*What the task requires*.
Character for character, transcribe the entries below, minus the images.

# # # #

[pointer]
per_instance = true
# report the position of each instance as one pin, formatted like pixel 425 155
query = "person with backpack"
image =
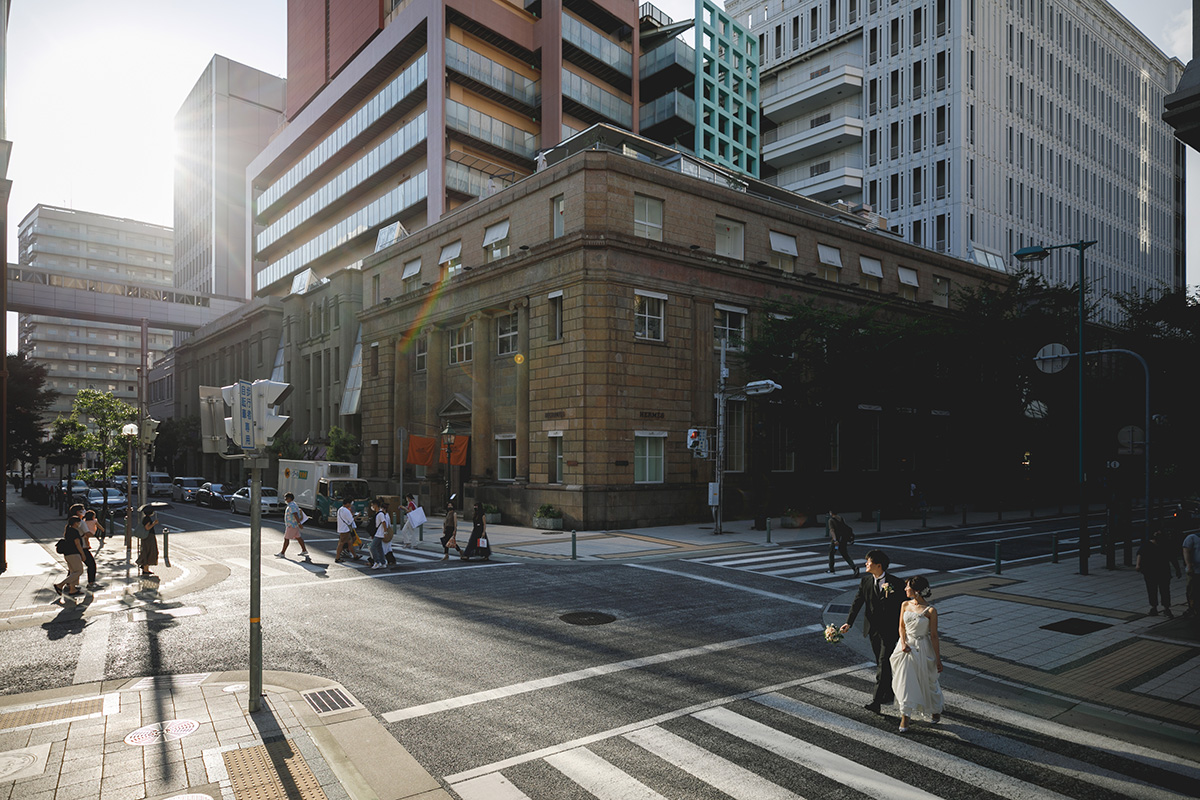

# # # #

*Solved exercise*.
[pointer]
per_instance = true
# report the position of each instance as one pin, formatted like pixel 425 155
query = "person with backpack"
image =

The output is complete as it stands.